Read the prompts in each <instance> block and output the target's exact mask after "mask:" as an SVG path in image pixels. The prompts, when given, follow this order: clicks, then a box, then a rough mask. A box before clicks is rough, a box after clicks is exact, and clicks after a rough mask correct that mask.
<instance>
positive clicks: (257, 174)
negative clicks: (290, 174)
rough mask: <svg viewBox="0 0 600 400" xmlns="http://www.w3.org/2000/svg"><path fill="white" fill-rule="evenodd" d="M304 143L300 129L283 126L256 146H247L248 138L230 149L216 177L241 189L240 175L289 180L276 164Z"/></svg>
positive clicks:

[WHAT IS NEEDED]: Rewrite the listing above with every occurrence of "clicks" changed to "points", leaving everything else the same.

[THE COMPLETED TASK]:
Read the prompts in each <instance> block and output the target's exact mask after "mask:" as an SVG path in image pixels. The prompts, when given, follow this order: points, then a box, then a rough mask. A box before points is rough, a box after points is exact, and points after a rough mask correct that mask.
<instance>
positive points: (257, 174)
negative points: (290, 174)
rough mask: <svg viewBox="0 0 600 400" xmlns="http://www.w3.org/2000/svg"><path fill="white" fill-rule="evenodd" d="M304 143L300 129L283 126L256 146H247L248 138L230 149L216 177L241 189L240 175L289 180L276 164Z"/></svg>
positive points:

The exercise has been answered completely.